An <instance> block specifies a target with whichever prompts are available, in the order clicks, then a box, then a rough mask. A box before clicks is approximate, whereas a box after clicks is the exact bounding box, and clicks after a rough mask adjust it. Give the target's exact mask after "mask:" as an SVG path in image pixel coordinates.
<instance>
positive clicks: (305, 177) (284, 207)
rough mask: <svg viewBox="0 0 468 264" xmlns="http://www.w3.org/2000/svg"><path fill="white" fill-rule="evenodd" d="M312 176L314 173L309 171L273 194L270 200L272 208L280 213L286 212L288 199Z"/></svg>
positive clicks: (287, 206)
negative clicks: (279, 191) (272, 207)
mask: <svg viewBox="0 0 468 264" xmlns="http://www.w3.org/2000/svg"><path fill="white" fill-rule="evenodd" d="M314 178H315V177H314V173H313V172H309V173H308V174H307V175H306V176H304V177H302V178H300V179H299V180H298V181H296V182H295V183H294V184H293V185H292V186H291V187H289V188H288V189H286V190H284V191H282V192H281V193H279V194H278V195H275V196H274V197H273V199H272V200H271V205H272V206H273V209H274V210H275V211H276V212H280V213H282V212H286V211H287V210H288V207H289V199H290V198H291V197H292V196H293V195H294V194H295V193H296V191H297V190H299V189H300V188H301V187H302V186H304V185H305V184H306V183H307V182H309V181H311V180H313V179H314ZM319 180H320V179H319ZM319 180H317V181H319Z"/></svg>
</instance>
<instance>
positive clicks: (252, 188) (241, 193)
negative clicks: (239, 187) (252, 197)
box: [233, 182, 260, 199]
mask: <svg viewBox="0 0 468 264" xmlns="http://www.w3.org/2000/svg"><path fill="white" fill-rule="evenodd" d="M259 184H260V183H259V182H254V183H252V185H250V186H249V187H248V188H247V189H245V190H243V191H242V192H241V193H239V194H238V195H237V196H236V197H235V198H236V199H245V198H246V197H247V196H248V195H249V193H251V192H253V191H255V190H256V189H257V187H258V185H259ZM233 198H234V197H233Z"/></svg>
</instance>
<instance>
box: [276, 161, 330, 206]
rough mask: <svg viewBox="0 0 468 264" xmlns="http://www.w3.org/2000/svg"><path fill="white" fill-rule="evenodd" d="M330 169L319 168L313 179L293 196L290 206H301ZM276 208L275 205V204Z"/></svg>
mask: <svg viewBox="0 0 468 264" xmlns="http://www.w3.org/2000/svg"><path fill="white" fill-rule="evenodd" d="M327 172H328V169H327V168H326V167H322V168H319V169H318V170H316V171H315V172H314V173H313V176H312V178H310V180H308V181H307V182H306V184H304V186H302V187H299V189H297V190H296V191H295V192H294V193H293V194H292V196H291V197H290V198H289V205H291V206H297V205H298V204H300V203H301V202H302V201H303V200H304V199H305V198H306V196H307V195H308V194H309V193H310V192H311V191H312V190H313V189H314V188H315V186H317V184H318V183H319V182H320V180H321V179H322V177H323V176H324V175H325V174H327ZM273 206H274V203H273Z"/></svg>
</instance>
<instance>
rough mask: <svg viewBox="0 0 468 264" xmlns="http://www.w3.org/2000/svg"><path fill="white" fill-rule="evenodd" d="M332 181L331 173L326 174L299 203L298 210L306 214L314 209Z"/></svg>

○ ○ ○ ○ ○ ○ ○

Your goal> Work out how many lines in the listing contain "positive", then write down that number and nothing else.

Answer> 3